Your goal: Below is a listing. Set down exactly the lines from the one containing "Target: trailer wheel" through the one containing "Mark every instance of the firefighter walking", both ends included, and leave out the rest.
START Supplied records
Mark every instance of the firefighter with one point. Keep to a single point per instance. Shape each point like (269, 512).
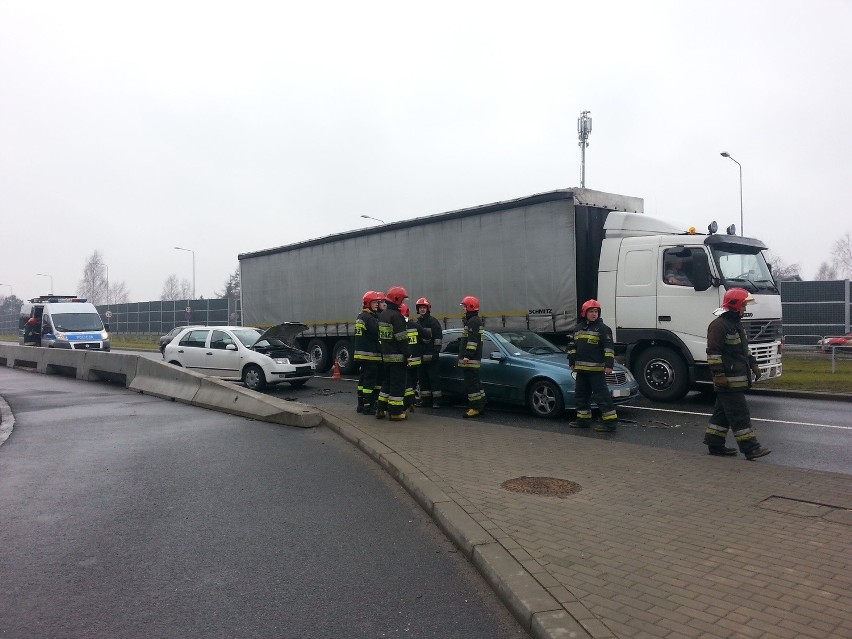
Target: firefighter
(591, 356)
(367, 353)
(414, 361)
(470, 356)
(393, 343)
(730, 363)
(431, 334)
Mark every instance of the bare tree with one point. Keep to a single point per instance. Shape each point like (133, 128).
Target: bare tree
(781, 270)
(171, 289)
(118, 293)
(93, 285)
(842, 255)
(826, 272)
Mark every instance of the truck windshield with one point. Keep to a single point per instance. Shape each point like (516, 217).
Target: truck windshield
(71, 322)
(745, 270)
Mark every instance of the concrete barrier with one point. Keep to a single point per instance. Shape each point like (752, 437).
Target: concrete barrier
(155, 377)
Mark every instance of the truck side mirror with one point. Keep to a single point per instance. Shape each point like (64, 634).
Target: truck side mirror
(701, 279)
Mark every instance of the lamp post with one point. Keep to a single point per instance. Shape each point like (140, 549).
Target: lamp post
(725, 154)
(51, 281)
(193, 267)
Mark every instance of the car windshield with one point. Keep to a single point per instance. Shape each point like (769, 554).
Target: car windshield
(526, 341)
(77, 322)
(248, 336)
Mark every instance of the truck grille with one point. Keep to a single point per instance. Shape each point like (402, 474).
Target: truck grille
(616, 378)
(762, 330)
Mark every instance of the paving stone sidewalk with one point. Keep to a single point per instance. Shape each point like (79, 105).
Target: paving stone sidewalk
(654, 544)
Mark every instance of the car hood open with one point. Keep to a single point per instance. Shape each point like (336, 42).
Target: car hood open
(286, 332)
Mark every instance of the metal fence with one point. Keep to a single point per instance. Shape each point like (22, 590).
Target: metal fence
(813, 310)
(155, 318)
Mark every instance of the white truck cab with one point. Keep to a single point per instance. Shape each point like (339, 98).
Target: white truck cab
(55, 321)
(664, 283)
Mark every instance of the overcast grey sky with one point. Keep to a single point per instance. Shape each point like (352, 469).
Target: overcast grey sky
(130, 128)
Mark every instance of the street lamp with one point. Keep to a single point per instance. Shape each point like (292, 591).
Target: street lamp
(51, 281)
(725, 154)
(193, 267)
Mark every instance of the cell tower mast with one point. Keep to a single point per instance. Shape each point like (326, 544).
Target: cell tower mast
(584, 129)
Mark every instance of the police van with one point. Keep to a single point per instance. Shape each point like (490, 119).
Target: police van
(56, 321)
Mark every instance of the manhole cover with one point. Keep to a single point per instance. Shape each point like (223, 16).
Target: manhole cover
(547, 486)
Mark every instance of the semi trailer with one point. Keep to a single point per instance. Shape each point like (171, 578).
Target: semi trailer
(532, 262)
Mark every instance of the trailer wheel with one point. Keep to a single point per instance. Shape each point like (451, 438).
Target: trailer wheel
(661, 374)
(345, 357)
(544, 399)
(318, 350)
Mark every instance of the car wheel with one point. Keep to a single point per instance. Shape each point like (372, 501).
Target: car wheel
(544, 399)
(661, 374)
(318, 350)
(344, 355)
(254, 378)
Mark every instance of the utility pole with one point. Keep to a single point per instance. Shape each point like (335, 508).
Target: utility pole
(584, 129)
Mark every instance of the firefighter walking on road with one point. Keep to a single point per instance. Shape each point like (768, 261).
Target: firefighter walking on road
(367, 353)
(730, 363)
(393, 343)
(431, 340)
(591, 356)
(470, 356)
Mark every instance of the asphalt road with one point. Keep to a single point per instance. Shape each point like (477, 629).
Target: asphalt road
(814, 434)
(129, 516)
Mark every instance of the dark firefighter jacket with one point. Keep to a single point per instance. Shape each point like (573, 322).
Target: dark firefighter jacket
(727, 352)
(367, 337)
(393, 336)
(471, 342)
(592, 350)
(431, 337)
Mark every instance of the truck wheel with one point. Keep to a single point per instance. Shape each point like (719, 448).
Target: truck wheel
(544, 398)
(661, 374)
(318, 350)
(254, 378)
(345, 357)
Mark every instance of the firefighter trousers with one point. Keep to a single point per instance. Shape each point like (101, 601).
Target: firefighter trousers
(592, 385)
(731, 412)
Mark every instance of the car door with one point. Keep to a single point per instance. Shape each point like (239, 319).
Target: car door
(192, 350)
(223, 355)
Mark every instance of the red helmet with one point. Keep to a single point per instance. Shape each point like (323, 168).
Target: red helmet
(397, 294)
(736, 299)
(589, 304)
(470, 303)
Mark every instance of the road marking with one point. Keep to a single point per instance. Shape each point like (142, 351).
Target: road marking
(754, 419)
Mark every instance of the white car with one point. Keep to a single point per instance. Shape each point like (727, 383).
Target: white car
(243, 353)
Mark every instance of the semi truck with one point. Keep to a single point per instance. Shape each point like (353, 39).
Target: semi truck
(532, 261)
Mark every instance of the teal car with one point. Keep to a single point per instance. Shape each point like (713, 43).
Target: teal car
(521, 367)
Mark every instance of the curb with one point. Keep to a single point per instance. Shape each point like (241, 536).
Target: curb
(535, 609)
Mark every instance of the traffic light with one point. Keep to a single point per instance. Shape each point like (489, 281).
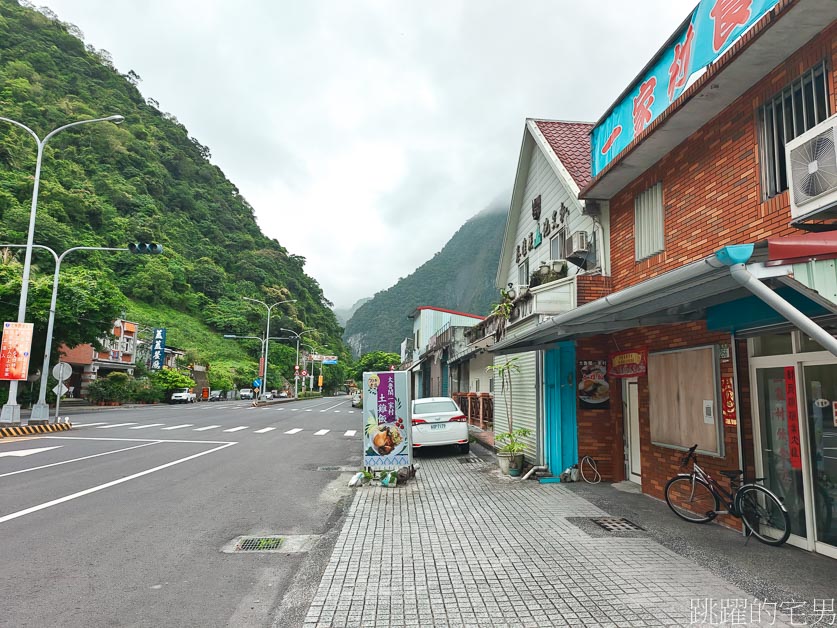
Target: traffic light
(145, 248)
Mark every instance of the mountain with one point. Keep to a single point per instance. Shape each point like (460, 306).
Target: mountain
(344, 314)
(147, 179)
(459, 277)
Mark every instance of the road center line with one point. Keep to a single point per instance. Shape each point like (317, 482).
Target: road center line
(101, 487)
(55, 464)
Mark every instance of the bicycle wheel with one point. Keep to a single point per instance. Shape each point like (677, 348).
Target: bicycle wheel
(763, 514)
(692, 502)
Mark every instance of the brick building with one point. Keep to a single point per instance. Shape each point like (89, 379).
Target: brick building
(723, 297)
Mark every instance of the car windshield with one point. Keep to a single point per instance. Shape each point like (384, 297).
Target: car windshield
(428, 407)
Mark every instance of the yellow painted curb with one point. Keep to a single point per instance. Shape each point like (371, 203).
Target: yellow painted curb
(26, 430)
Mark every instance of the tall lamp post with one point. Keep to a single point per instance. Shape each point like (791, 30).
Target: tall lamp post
(11, 410)
(266, 344)
(297, 336)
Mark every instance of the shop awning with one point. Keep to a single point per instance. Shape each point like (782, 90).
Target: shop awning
(729, 279)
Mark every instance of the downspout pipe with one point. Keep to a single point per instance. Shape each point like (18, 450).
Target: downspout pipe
(743, 276)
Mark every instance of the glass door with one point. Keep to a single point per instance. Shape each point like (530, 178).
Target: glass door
(778, 446)
(821, 410)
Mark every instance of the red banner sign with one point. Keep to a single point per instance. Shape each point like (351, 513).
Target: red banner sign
(728, 401)
(794, 442)
(628, 363)
(14, 350)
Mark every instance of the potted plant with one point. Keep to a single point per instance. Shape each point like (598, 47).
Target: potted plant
(510, 452)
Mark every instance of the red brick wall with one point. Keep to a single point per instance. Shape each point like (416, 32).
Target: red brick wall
(712, 193)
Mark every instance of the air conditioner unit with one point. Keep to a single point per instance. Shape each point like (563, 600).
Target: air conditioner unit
(811, 162)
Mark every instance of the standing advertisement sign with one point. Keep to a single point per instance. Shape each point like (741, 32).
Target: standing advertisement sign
(387, 438)
(158, 348)
(14, 350)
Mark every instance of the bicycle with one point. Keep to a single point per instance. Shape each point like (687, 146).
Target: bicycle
(696, 497)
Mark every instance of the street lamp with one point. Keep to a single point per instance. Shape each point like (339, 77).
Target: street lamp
(265, 345)
(297, 336)
(11, 410)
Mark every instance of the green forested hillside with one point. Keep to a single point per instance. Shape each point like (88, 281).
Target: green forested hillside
(108, 185)
(459, 277)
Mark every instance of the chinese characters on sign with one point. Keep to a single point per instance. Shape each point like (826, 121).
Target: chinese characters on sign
(712, 28)
(387, 423)
(593, 389)
(728, 402)
(14, 350)
(628, 363)
(158, 348)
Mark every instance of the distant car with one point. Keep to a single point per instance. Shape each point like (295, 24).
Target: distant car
(439, 421)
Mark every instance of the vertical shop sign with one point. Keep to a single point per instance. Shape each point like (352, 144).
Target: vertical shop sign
(728, 402)
(387, 442)
(593, 389)
(14, 350)
(158, 348)
(794, 443)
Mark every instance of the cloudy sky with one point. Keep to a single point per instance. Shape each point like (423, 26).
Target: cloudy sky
(365, 132)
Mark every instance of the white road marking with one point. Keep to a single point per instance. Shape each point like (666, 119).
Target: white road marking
(100, 487)
(55, 464)
(20, 453)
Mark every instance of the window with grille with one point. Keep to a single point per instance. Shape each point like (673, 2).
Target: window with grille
(648, 222)
(799, 107)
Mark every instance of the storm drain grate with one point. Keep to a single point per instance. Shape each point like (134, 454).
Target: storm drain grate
(615, 524)
(258, 543)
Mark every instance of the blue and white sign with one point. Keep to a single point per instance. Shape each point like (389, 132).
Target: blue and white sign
(158, 348)
(714, 26)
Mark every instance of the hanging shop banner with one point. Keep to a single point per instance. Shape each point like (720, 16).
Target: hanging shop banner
(158, 348)
(593, 389)
(14, 350)
(713, 27)
(628, 364)
(794, 439)
(728, 402)
(387, 442)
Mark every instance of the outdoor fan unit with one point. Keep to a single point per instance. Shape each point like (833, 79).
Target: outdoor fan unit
(811, 162)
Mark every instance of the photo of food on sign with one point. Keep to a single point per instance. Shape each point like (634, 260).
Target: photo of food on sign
(593, 387)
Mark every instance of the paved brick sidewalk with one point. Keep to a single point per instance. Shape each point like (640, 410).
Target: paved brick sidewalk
(461, 546)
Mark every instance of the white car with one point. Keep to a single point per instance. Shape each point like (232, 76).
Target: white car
(439, 421)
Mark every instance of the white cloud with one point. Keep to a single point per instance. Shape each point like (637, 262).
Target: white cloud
(369, 131)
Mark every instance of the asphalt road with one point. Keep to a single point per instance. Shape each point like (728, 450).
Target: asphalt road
(121, 521)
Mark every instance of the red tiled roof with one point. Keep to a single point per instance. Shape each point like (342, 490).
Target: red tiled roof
(571, 143)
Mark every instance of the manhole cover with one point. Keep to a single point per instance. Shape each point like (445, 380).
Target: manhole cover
(259, 544)
(615, 524)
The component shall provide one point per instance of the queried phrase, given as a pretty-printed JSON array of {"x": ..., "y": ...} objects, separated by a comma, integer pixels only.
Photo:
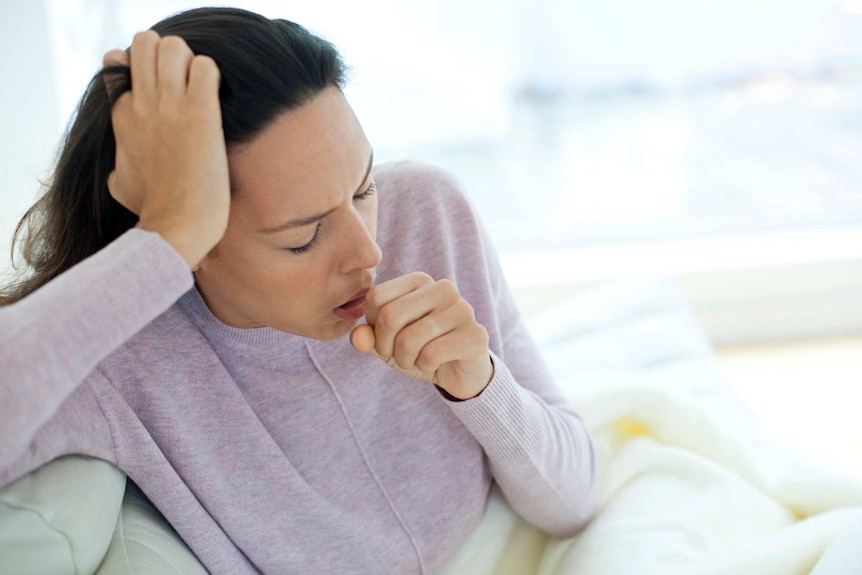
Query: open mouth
[{"x": 354, "y": 309}]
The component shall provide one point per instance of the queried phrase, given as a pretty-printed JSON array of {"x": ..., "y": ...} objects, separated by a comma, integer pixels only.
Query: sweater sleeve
[
  {"x": 540, "y": 453},
  {"x": 54, "y": 338},
  {"x": 539, "y": 450}
]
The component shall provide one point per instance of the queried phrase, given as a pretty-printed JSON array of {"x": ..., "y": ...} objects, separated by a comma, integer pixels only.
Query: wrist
[{"x": 471, "y": 392}]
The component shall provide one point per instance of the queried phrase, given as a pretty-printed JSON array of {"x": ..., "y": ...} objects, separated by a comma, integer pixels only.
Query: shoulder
[
  {"x": 421, "y": 199},
  {"x": 425, "y": 222},
  {"x": 413, "y": 184}
]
END Supplied records
Task answer:
Target: trailer wheel
(661, 374)
(345, 357)
(544, 399)
(318, 350)
Mark every instance of the car wheel with one point. Keep to a single point per instance. Shape each point like (372, 501).
Target: car wheel
(544, 399)
(661, 374)
(318, 350)
(344, 355)
(254, 378)
Mark every instance of the utility pole with one point. Keep to a single point per instance. Shape each point like (335, 508).
Target: utility pole
(584, 129)
Mark every instance of the firefighter walking on road with one point. Keep to a single point per instance. Shape each point like (768, 261).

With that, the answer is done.